Render every line of the listing below as a JSON list of strings, one string per line, with blank lines and the pictures left out.

(Image outline annotation listing)
----

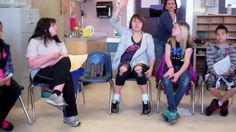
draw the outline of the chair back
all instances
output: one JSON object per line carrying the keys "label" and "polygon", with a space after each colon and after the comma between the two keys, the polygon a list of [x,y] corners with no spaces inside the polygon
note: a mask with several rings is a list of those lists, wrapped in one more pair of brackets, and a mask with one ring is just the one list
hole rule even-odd
{"label": "chair back", "polygon": [[[159,66],[156,70],[156,77],[157,78],[162,78],[165,64],[166,64],[165,55],[163,55],[162,58],[161,58],[161,62],[160,62]],[[193,81],[195,83],[197,81],[197,73],[193,69],[192,64],[189,64],[188,70],[189,70],[189,75],[191,77],[191,81]]]}
{"label": "chair back", "polygon": [[83,76],[84,68],[78,68],[74,71],[71,71],[70,74],[71,74],[71,77],[72,77],[75,93],[77,93],[78,91],[81,92],[82,87],[79,85],[79,78],[81,76]]}
{"label": "chair back", "polygon": [[90,52],[86,61],[84,77],[89,79],[111,79],[111,56],[106,51]]}

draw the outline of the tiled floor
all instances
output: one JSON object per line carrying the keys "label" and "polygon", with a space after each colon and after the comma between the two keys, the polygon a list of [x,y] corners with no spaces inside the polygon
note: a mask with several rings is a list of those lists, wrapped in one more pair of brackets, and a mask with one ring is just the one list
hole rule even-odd
{"label": "tiled floor", "polygon": [[[154,84],[154,79],[152,80]],[[154,85],[153,85],[154,86]],[[8,119],[15,125],[15,132],[229,132],[236,130],[236,104],[230,106],[227,117],[215,113],[210,117],[201,115],[200,103],[196,101],[196,114],[181,116],[179,122],[170,126],[156,113],[156,105],[152,105],[152,114],[142,116],[140,90],[134,81],[127,82],[122,90],[120,114],[108,115],[108,84],[89,84],[86,86],[86,103],[82,104],[79,96],[78,110],[80,127],[71,128],[62,121],[62,113],[41,99],[36,103],[37,120],[29,125],[21,107],[14,108]],[[166,99],[162,94],[162,110]],[[209,96],[209,95],[208,95]],[[210,96],[212,97],[212,96]],[[208,104],[210,98],[207,97]],[[156,89],[153,87],[153,100],[156,102]],[[197,94],[196,94],[197,100]],[[190,108],[190,96],[185,96],[181,108]]]}

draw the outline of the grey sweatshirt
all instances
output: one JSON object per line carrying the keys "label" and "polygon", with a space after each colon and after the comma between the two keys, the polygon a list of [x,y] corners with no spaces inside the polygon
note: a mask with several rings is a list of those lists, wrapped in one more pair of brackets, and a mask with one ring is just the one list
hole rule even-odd
{"label": "grey sweatshirt", "polygon": [[229,45],[219,47],[216,43],[209,44],[206,51],[208,72],[214,73],[213,65],[227,55],[229,55],[231,62],[229,71],[233,73],[236,68],[236,47]]}

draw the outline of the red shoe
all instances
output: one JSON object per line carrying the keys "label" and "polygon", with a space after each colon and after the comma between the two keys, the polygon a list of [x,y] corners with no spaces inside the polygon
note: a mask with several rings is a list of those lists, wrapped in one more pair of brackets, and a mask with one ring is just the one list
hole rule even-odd
{"label": "red shoe", "polygon": [[7,120],[3,120],[2,121],[2,127],[1,129],[4,130],[4,131],[12,131],[14,128],[13,124],[10,123],[9,121]]}

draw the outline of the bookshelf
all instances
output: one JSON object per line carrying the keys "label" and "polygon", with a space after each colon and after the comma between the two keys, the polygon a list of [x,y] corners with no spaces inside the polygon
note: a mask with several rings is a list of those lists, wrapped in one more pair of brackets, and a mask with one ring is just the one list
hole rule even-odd
{"label": "bookshelf", "polygon": [[199,15],[197,16],[197,38],[212,42],[215,40],[215,29],[223,24],[229,30],[228,40],[236,42],[236,15]]}

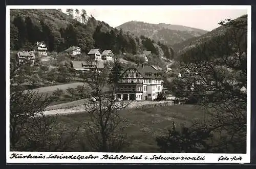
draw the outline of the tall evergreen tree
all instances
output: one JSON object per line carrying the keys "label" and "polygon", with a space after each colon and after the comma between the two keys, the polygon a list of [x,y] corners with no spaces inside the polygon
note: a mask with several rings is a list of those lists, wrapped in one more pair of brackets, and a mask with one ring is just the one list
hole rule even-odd
{"label": "tall evergreen tree", "polygon": [[22,17],[19,15],[14,18],[13,24],[18,29],[18,41],[17,48],[20,49],[24,47],[27,42],[27,35],[26,24]]}
{"label": "tall evergreen tree", "polygon": [[12,22],[10,23],[10,50],[17,50],[18,42],[18,31]]}
{"label": "tall evergreen tree", "polygon": [[82,23],[83,24],[86,24],[87,22],[87,16],[86,11],[84,9],[82,9],[81,17],[82,18]]}
{"label": "tall evergreen tree", "polygon": [[74,11],[73,11],[73,9],[67,9],[66,10],[66,12],[68,13],[69,16],[70,16],[72,18],[74,17],[73,12],[74,12]]}
{"label": "tall evergreen tree", "polygon": [[27,35],[28,36],[28,40],[30,43],[34,43],[36,40],[35,38],[36,35],[34,30],[34,25],[33,24],[31,18],[28,16],[25,19],[26,27],[27,30]]}

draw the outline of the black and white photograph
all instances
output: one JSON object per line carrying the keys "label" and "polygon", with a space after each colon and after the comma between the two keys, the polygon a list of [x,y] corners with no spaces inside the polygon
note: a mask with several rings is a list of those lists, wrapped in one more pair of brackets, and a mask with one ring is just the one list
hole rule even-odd
{"label": "black and white photograph", "polygon": [[7,6],[10,161],[249,161],[250,6],[33,7]]}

----

**Finished exercise**.
[
  "draw the outline of the chair back",
  "all instances",
  "output: one JSON object per line carrying the keys \"label\" and \"polygon\", with a space after each colon and after the comma between the two keys, the polygon a list of [x,y] corners with no spaces inside the polygon",
  "note: a mask with several rings is a list of those lists, wrapped in one more pair of brackets, and a mask with one ring is just the one list",
  "hole rule even-odd",
  "{\"label\": \"chair back\", \"polygon\": [[[159,66],[156,70],[156,77],[157,78],[162,78],[165,64],[166,64],[165,55],[163,55],[162,58],[161,58],[161,62],[160,62]],[[193,81],[195,83],[197,81],[197,73],[193,69],[192,64],[189,64],[188,70],[189,70],[189,75],[191,77],[191,81]]]}",
  "{\"label\": \"chair back\", \"polygon\": [[83,76],[84,68],[78,68],[74,71],[71,71],[70,74],[71,74],[71,77],[72,77],[75,93],[77,93],[78,91],[81,92],[82,87],[79,85],[79,78],[81,76]]}",
  "{\"label\": \"chair back\", \"polygon\": [[90,52],[86,61],[84,77],[89,79],[111,79],[111,56],[106,51]]}",
  "draw the outline of the tiled floor",
  "all instances",
  "output: one JSON object per line carrying the keys \"label\" and \"polygon\", with a space after each colon and after the comma between the two keys, the polygon a list of [x,y] corners with no spaces inside the polygon",
  "note: a mask with several rings is a list of those lists, wrapped in one more pair of brackets, and a mask with one ring is just the one list",
  "hole rule even-odd",
  "{\"label\": \"tiled floor\", \"polygon\": [[[154,84],[154,79],[152,80]],[[154,85],[153,85],[154,86]],[[8,119],[15,125],[15,132],[229,132],[236,130],[236,104],[230,106],[227,117],[215,113],[210,117],[201,115],[200,103],[196,101],[196,114],[181,116],[179,122],[170,126],[156,113],[156,105],[152,105],[152,114],[142,116],[140,90],[134,81],[127,82],[122,90],[120,114],[108,115],[108,84],[89,84],[86,86],[86,103],[82,104],[79,96],[78,110],[80,127],[71,128],[62,121],[62,113],[41,99],[36,103],[37,120],[29,125],[21,107],[14,108]],[[166,99],[162,94],[162,110]],[[209,96],[209,95],[208,95]],[[210,96],[212,97],[212,96]],[[208,104],[210,98],[207,97]],[[156,89],[153,87],[153,100],[156,102]],[[197,94],[196,94],[197,100]],[[190,108],[190,96],[185,96],[181,108]]]}",
  "draw the outline of the grey sweatshirt",
  "all instances",
  "output: one JSON object per line carrying the keys \"label\" and \"polygon\", with a space after each colon and after the comma between the two keys, the polygon a list of [x,y] corners with no spaces inside the polygon",
  "note: a mask with several rings is a list of those lists, wrapped in one more pair of brackets, and a mask with one ring is just the one list",
  "hole rule even-odd",
  "{\"label\": \"grey sweatshirt\", \"polygon\": [[229,45],[219,47],[216,43],[209,44],[206,51],[208,72],[214,73],[213,65],[227,55],[229,55],[231,62],[229,71],[233,73],[236,68],[236,47]]}",
  "draw the outline of the red shoe",
  "all instances",
  "output: one JSON object per line carrying the keys \"label\" and \"polygon\", with a space after each colon and after the comma between the two keys, the polygon a list of [x,y] corners with no spaces inside the polygon",
  "note: a mask with several rings is a list of those lists, wrapped in one more pair of brackets, and a mask with one ring is just the one list",
  "hole rule even-odd",
  "{\"label\": \"red shoe\", \"polygon\": [[7,120],[3,120],[2,121],[2,127],[1,129],[4,130],[4,131],[12,131],[14,128],[13,124],[10,123],[9,121]]}",
  "draw the outline of the bookshelf",
  "all instances",
  "output: one JSON object per line carrying the keys \"label\" and \"polygon\", with a space after each colon and after the comma between the two keys, the polygon a list of [x,y] corners with no spaces inside the polygon",
  "note: a mask with several rings is a list of those lists, wrapped in one more pair of brackets, and a mask with one ring is just the one list",
  "hole rule even-odd",
  "{\"label\": \"bookshelf\", \"polygon\": [[199,15],[197,16],[197,38],[212,42],[215,40],[215,29],[223,24],[229,30],[228,40],[236,42],[236,15]]}",
  "draw the outline of the tall evergreen tree",
  "all instances",
  "output: one JSON object per line carrying the keys \"label\" and \"polygon\", with a space after each colon and after the comma between the two keys, the polygon a list of [x,y] corners with no spaces inside the polygon",
  "note: a mask with several rings is a list of those lists, wrapped in one more pair of brackets, and a mask with one ring is just the one list",
  "hole rule even-odd",
  "{\"label\": \"tall evergreen tree\", \"polygon\": [[22,17],[19,15],[14,18],[13,24],[18,29],[18,41],[17,48],[20,49],[24,47],[27,42],[27,35],[26,24]]}",
  "{\"label\": \"tall evergreen tree\", \"polygon\": [[12,22],[10,23],[10,50],[17,50],[18,42],[18,31]]}",
  "{\"label\": \"tall evergreen tree\", \"polygon\": [[82,23],[83,24],[86,24],[87,22],[87,16],[86,11],[84,9],[82,9],[81,17],[82,18]]}",
  "{\"label\": \"tall evergreen tree\", \"polygon\": [[74,11],[73,11],[73,9],[67,9],[66,10],[66,12],[68,13],[69,16],[70,16],[72,18],[74,17],[73,12],[74,12]]}",
  "{\"label\": \"tall evergreen tree\", \"polygon\": [[27,35],[28,36],[28,40],[30,43],[34,43],[36,40],[35,38],[36,35],[34,30],[34,25],[33,24],[31,18],[28,16],[25,19],[26,27],[27,30]]}",
  "draw the outline of the black and white photograph",
  "all instances",
  "output: one JSON object per line carrying the keys \"label\" and \"polygon\", with a space after each colon and after the comma between the two keys, the polygon a list of [x,y] corners with no spaces inside the polygon",
  "note: a mask with several rings is a list of those lists, wrapped in one more pair of brackets, and a mask with one ring is just the one list",
  "hole rule even-odd",
  "{\"label\": \"black and white photograph\", \"polygon\": [[7,6],[10,161],[249,161],[250,6],[33,7]]}"
]